▶ [What to work on]: Format the material below as a JSON list of strings, with one string per line and no entries for blank lines.

▶ [Supplied records]:
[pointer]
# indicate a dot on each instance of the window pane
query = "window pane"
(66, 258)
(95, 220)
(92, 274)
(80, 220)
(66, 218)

▶ [Problem solution]:
[
  "[pointer]",
  "# indicate a dot on each instance of the window pane",
  "query = \"window pane\"",
  "(66, 258)",
  "(95, 220)",
  "(92, 274)",
  "(80, 220)",
  "(66, 218)"
]